Aim ::
Copy every one of the lines below word for word, leaving out the pictures.

** Start of Material shown **

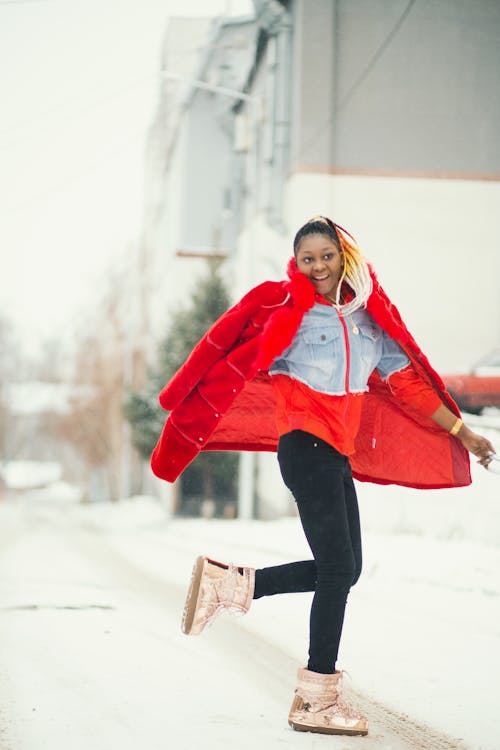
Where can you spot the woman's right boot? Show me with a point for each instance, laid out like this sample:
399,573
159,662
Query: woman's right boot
318,707
214,587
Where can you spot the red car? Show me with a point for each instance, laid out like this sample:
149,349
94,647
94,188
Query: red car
479,388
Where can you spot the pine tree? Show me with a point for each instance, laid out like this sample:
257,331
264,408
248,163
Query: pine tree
212,475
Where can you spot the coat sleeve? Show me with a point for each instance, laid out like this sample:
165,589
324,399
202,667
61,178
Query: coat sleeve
218,340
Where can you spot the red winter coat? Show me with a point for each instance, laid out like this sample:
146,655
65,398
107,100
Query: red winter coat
222,397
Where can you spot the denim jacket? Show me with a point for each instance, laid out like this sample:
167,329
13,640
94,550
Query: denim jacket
336,355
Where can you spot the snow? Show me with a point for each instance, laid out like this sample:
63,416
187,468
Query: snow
20,475
92,646
37,397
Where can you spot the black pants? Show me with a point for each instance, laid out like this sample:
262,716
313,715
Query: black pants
321,481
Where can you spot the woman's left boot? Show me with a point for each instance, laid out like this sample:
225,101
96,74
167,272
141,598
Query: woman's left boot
318,707
214,587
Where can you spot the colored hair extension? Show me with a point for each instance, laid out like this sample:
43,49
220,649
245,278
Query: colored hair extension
355,272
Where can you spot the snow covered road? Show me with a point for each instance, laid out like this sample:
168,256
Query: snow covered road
92,656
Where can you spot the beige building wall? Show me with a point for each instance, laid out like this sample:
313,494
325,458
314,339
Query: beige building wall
434,244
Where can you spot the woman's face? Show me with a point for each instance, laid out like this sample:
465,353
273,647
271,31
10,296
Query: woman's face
319,258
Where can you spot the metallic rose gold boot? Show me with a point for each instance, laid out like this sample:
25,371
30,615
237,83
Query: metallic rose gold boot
318,707
216,586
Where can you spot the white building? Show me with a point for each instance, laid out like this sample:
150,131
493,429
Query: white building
384,116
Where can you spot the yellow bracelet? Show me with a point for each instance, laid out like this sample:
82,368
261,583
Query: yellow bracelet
456,427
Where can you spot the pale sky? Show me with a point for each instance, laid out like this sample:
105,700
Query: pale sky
78,87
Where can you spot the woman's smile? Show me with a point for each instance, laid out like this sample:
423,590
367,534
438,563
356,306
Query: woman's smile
319,258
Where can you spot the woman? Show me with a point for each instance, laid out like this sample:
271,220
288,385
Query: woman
323,367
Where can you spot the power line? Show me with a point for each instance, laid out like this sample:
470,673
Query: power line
376,56
360,79
19,2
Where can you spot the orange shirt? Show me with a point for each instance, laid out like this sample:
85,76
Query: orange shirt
336,419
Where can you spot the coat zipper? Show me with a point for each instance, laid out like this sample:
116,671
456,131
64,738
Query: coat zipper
347,352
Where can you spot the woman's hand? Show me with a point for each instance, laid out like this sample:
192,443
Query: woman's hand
476,444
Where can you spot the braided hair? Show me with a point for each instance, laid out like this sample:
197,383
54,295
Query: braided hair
355,268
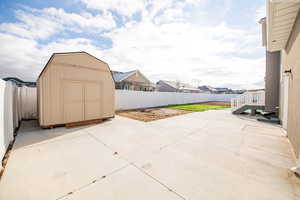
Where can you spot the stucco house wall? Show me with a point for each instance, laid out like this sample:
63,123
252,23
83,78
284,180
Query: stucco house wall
291,61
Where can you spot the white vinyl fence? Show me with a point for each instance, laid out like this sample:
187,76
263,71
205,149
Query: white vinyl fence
16,103
128,99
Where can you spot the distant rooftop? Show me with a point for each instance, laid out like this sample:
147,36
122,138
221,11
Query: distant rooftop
120,76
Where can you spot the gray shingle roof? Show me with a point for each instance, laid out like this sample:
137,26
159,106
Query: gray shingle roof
120,76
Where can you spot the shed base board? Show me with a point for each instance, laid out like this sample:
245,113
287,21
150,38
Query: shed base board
76,124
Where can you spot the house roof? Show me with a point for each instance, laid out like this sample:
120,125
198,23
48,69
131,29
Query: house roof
180,86
222,89
120,76
207,88
20,82
281,16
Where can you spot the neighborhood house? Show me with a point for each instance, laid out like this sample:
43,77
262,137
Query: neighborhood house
173,86
132,80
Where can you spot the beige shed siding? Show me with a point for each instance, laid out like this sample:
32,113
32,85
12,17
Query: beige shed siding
63,72
291,60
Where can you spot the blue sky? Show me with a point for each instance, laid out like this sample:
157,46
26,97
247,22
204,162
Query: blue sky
206,42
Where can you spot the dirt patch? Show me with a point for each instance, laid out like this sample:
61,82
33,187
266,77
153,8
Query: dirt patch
152,114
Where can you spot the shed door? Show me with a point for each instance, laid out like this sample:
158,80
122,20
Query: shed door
92,100
73,101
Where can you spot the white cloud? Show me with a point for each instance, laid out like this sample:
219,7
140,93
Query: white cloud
40,24
127,8
163,45
185,52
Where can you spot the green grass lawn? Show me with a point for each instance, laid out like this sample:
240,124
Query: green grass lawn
197,107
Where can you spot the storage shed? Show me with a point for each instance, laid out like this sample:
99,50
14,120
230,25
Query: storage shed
74,87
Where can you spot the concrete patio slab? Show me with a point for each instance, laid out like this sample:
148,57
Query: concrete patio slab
201,155
53,169
129,183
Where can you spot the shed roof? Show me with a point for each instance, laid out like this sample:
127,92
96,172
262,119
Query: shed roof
75,52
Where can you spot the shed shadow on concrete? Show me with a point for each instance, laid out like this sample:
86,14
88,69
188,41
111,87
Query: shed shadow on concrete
30,133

** End of Material shown **

Task output ::
Where can you spot the woman's right boot? Show me with a point for each instance, laid out like this sample:
399,573
159,662
Query: woman's right boot
318,707
214,587
Where can you spot the red car? Show me with a point for each instance, laid out like this sample:
149,349
94,647
94,188
Query: red car
479,388
Where can you spot the pine tree? Show me with a point for each instance, laid out like this sample:
257,331
264,408
248,163
Query: pine tree
212,475
Where can you spot the coat sleeve? Show me with a point for each instance, laid out like this sample:
165,589
324,399
202,667
61,178
Query: coat sleeve
218,340
Where can you spot the red winter coat? Show me with a point for each instance, laid out like this sample:
146,655
65,398
107,100
Query: red winter coat
222,397
Where can you spot the denim jacket? Show me with a point for each instance, laid out like this sample:
167,329
13,640
94,550
Query: denim jacket
336,355
Where can you spot the snow? Show me with a point for each instance, laid out like this sample:
63,416
187,468
Query: snow
20,475
92,646
37,397
Where can you spot the black pants? Show me with a point for each instance, laid out like this sample:
262,716
313,715
Query: black pants
321,481
Where can you spot the woman's left boot? Show me with a point for each instance, laid out like this sample:
225,101
96,74
167,272
141,598
Query: woman's left boot
318,707
214,587
Where can you spot the colored hair extension? Show me with a point for each instance, laid out like this sample:
43,49
220,649
245,278
Query: colored hair extension
355,272
Where can you spot the snow covered road? Show me with a point for each instance, laid out like this sample:
168,256
Query: snow covered road
92,656
Where can you spot the beige building wall? Show me with a point for each instance, laid out like this sample:
313,494
325,458
314,339
Query: beige building wall
434,244
Where can you spot the woman's face? Show me with a point for each instance, laid out like this sample:
465,353
273,647
271,31
10,296
Query: woman's face
319,258
Where can you spot the metallic rose gold boot? Show me with a point for each instance, laid out like this sample:
25,371
30,615
237,83
Query: metallic rose gold boot
318,707
216,586
Where can you spot the white building? Show me with a point for each instance, laid out like this sample:
150,131
493,429
Query: white building
384,116
Where can you spot the yellow bracelet? Show me with a point for each instance, laid out like this sample:
82,368
261,583
Query: yellow bracelet
456,427
Where can you spot the pale sky? Show me with a point for each instance, laid out like this sample:
105,700
Query: pale sky
78,87
Where can you spot the woman's smile? Show me with a point for each instance, laid out like this sample:
423,590
367,534
438,563
356,306
Query: woman's smile
319,258
Where can you spot the woman? Show me with a point for each instance, laid out like this sample:
271,220
288,385
Query: woman
323,367
Where can you spot the power line? Show me with a point for each instance, laid out like this sample:
470,673
Query: power line
376,56
360,79
19,2
Where can you spot the orange shirt? Show me with a point for each instance, laid out like this sample:
85,76
Query: orange shirt
336,419
Where can you spot the coat zipper? Show me with a point for each instance, laid out like this sample:
116,671
456,131
64,738
Query: coat zipper
347,352
Where can you spot the woman's hand? Show me with a point for each instance, laid out like this sample:
192,443
Query: woman's hand
476,444
Where can you spot the braided hair? Show me with a point for each instance, laid out like this sample:
197,383
54,295
Query: braided hair
355,268
Where can you spot the stucco house wall? Show me with a point for each instance, laid out like this sample:
63,123
252,23
83,78
284,180
Query: stucco house wall
291,61
Where can you spot the white vinyl fence? Show me with a point for each instance, laid out like this sample:
187,76
263,71
205,149
Query: white vinyl fence
16,103
128,99
Where can you spot the distant rooftop? Show me with a point for each instance, laid out like this sample:
147,36
122,138
221,11
Query: distant rooftop
120,76
Where can you spot the gray shingle roof? Show me with a point for each instance, laid out like this sample:
137,26
159,106
Query: gray shingle roof
120,76
Where can you spot the shed base board? Show me with a point for each instance, laid out like this sample:
245,113
287,21
150,38
Query: shed base board
76,124
Where can you spot the house roof? Show me with a point for each instance, laid out like this sample:
120,125
198,23
48,69
131,29
Query: house roof
180,86
222,89
120,76
207,88
20,82
281,16
Where can you spot the neighborhood house? Show me with a point for each instance, laid out like this sample:
43,77
262,137
Query: neighborhood house
173,86
132,80
Where can you spot the beige shed siding? Show me with a point for each instance, laid out like this sample:
32,113
32,85
12,17
Query: beige shed siding
63,72
291,60
Where can you spot the blue sky? Show me with a point for each instance, laid out like this sample:
157,46
26,97
247,22
204,162
Query: blue sky
206,42
Where can you spot the dirt patch? Show me with a point for each instance, laid out like this sample:
61,82
33,187
266,77
153,8
Query: dirt patch
152,114
Where can you spot the shed door? Show me with a point for each instance, laid out like this sample:
158,80
122,20
Query: shed door
92,100
73,101
Where can you spot the white cloud? Show me with a point for each instance, laid out like this sample:
219,7
140,93
Query: white cloud
40,24
127,8
163,45
185,52
Where can you spot the green grass lawn? Show me with a point for each instance, laid out like this sample:
240,124
Query: green grass lawn
197,107
Where can you spot the storage shed? Show me with a point for each instance, laid out like this sample:
99,50
14,120
230,25
Query: storage shed
74,87
Where can you spot the concrete patio slab? Show me with a point for each instance, laid out like this sample:
148,57
Query: concrete patio slab
201,155
53,169
129,183
Where can you spot the shed roof? Show me with a point for each instance, laid out like this sample:
127,92
96,172
262,119
Query: shed roof
75,52
Where can you spot the shed shadow on concrete? Show me with a point for each instance, laid out like this sample:
86,14
88,69
188,41
111,87
Query: shed shadow on concrete
30,133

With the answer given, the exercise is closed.